» **GIVEN EXERCISE**: Count the lines in the records that contain the string "ground", treating uppercase and lowercase letters as distinct, and give only the number.

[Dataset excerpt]
────────────────────────────────────────

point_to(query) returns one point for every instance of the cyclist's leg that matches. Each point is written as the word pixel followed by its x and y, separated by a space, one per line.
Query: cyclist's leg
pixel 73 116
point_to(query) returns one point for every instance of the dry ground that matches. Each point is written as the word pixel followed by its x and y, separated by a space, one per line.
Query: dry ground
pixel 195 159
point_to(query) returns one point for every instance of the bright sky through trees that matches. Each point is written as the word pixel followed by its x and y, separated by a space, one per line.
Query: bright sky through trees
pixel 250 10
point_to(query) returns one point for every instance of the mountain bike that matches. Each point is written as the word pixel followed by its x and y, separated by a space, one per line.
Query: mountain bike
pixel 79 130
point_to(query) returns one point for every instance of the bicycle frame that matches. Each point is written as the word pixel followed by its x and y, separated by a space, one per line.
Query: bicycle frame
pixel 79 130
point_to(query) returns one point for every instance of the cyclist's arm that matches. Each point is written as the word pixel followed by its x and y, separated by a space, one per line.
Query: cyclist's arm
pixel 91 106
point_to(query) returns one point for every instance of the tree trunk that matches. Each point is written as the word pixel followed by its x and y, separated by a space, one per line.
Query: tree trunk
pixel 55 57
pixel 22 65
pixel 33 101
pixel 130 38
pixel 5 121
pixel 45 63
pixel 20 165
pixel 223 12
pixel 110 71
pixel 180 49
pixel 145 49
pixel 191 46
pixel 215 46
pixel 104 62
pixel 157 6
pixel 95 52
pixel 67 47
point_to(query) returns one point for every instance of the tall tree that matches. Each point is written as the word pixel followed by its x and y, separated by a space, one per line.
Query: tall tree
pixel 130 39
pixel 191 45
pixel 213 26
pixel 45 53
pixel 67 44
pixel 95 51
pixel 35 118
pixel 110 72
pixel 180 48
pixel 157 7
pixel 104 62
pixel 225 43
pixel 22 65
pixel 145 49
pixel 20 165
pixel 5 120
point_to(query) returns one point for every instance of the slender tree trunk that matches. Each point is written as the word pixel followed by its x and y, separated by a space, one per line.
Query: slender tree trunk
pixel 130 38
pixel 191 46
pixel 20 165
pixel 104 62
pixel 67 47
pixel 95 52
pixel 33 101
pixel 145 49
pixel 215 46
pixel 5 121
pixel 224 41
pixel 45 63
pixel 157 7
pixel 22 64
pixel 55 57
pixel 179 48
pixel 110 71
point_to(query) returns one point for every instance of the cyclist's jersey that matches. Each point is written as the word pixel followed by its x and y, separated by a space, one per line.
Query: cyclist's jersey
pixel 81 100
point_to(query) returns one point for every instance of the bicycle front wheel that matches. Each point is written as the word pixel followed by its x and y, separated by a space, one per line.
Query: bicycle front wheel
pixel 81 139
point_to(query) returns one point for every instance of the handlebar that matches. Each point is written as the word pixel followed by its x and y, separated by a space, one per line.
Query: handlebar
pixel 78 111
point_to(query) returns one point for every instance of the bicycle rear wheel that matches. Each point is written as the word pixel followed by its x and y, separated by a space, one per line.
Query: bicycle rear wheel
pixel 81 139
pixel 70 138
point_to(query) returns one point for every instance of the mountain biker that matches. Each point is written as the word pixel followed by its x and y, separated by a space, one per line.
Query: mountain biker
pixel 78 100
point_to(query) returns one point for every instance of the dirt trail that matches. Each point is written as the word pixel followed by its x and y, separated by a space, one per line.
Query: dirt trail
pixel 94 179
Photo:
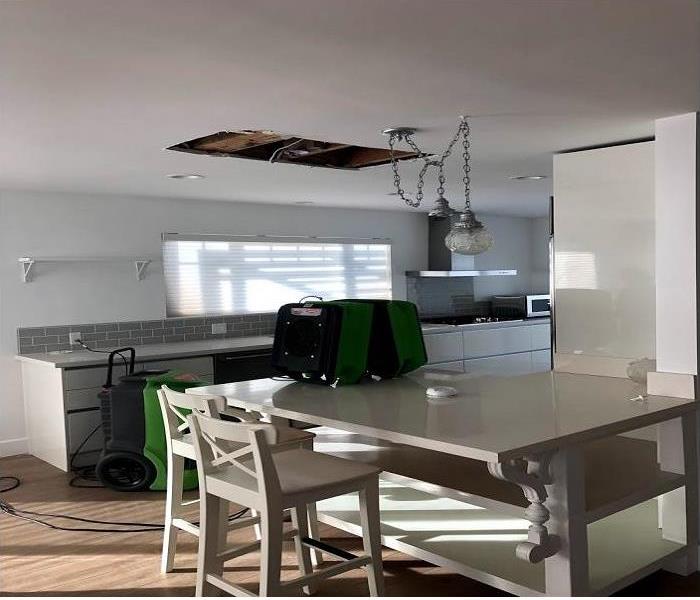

────────────────────────────────────────

» **RESULT FOR THIS TASK**: 2